■ Selected excerpt ■

Elite sprinters and jumpers can achieve Reactive Strength Index (RSI) scores above 3.0 m/s, yet the average recreational athlete rarely exceeds 1.5 — a gap that is entirely trainable once you know how to measure it. RSI quantifies the stretch-shortening cycle (SSC) by expressing jump height relative to ground contact time: RSI = jump height (m) / contact time (s). A single number captures both how high you jump and how quickly you leave the ground, making it one of the most informative metrics in plyometric testing.
This guide walks through the exact protocol used in peer-reviewed research, how to calculate RSI accurately, published norms across sport populations, and how to integrate RSI monitoring into a long-term training plan. Whether you are a strength coach running a team battery or an athlete self-testing readiness before a key training block, this protocol gives you reproducible, actionable data.
What Is RSI and Why It Matters
The Reactive Strength Index was introduced by McBride et al. and later popularised by Young (1995) as a way to quantify the capacity to rapidly absorb and re-express ground reaction force — the defining quality of plyometric performance. Unlike a countermovement jump (CMJ), the drop jump constrains takeoff to a brief, reactive contact, preventing the athlete from masking a weak SSC with an extended loading phase.
Two athletes can post identical CMJ heights of 40 cm while having very different RSI scores: one might land and instantly rebound in 150 ms (RSI ≈ 2.67), while the other takes 300 ms to achieve the same height (RSI ≈ 1.33). The first athlete is expressing true plyometric efficiency; the second is using a strength-dominated strategy that will limit sprint acceleration and repeated jump performance.
Beyond performance profiling, RSI is sensitive to neuromuscular fatigue. A drop of more than 10% from an athlete's baseline RSI on a standardised drop jump indicates meaningful fatigue and predicts elevated injury risk in the subsequent training session (Flanagan et al., 2008).
Equipment and Setup
RSI measurement requires two pieces of information: jump height and ground contact time. Three main options exist:
- Force plate: Gold standard. Captures the full ground reaction force curve, derives contact time and flight time with sub-millisecond precision. Best for research settings and elite programs.
- Contact mat: Calculates flight time from loss-of-contact to re-contact, then derives jump height. Affordable and portable. Contact time is measured separately and must be timed accurately.
- IMU sensor (e.g., PoinT GO): An 800 Hz accelerometer worn at the hip or shin tracks vertical acceleration to compute takeoff velocity, flight time, jump height, and contact time in a single clip. Validated against force plates (ICC > 0.93) and deployable anywhere — no mat, no lab.
Box height selection: Research supports 30–40 cm for most sport populations. Higher boxes (50–60 cm) are used for advanced athletes but increase landing force substantially. Always standardise box height across testing sessions to allow valid comparisons.

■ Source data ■

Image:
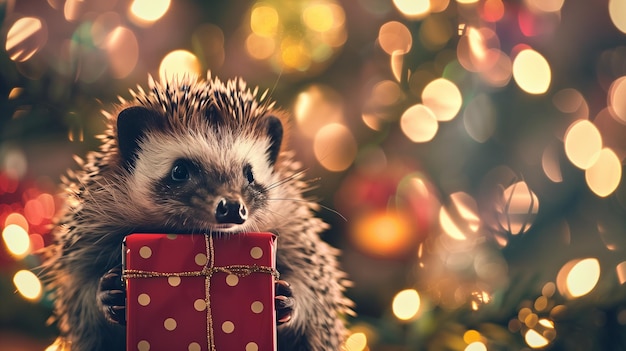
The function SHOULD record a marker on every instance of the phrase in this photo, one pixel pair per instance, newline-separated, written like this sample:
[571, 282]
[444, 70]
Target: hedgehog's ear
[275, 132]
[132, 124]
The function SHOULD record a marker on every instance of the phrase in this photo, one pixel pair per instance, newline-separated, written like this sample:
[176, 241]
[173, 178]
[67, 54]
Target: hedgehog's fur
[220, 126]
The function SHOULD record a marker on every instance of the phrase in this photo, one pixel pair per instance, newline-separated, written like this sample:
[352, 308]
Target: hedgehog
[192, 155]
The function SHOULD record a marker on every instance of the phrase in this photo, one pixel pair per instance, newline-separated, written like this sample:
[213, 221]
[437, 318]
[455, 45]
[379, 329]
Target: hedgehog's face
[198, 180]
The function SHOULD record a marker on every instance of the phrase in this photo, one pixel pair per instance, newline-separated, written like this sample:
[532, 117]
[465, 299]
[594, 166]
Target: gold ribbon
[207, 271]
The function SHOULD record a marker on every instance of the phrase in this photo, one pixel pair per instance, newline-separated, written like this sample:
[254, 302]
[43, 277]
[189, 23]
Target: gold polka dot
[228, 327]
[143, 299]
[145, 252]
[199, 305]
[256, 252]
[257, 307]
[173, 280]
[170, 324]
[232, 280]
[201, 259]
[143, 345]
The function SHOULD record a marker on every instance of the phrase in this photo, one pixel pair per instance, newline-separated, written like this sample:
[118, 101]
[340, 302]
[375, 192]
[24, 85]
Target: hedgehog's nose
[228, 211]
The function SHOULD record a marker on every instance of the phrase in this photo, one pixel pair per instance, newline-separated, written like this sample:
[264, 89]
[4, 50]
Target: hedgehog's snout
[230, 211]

■ Task set ■
a - According to the RSI guide, what box height range does research support for most sport populations?
b - Shorten the paragraph of the RSI guide that begins "Two athletes can post identical CMJ heights" while keeping its main facts.
c - Reproduce the passage of the RSI guide that opens with the words containing "This guide walks" and closes with "extended loading phase.".

■ Responses ■
a - 30–40 cm.

b - Two athletes with the same 40 cm CMJ height can have very different RSI scores. One rebounds in 150 ms (RSI ≈ 2.67), and the other needs 300 ms (RSI ≈ 1.33). The first shows true plyometric efficiency. The second uses a strength-dominated strategy that will limit sprint acceleration and repeated jump performance.

c -
This guide walks through the exact protocol used in peer-reviewed research, how to calculate RSI accurately, published norms across sport populations, and how to integrate RSI monitoring into a long-term training plan. Whether you are a strength coach running a team battery or an athlete self-testing readiness before a key training block, this protocol gives you reproducible, actionable data.
What Is RSI and Why It Matters
The Reactive Strength Index was introduced by McBride et al. and later popularised by Young (1995) as a way to quantify the capacity to rapidly absorb and re-express ground reaction force — the defining quality of plyometric performance. Unlike a countermovement jump (CMJ), the drop jump constrains takeoff to a brief, reactive contact, preventing the athlete from masking a weak SSC with an extended loading phase.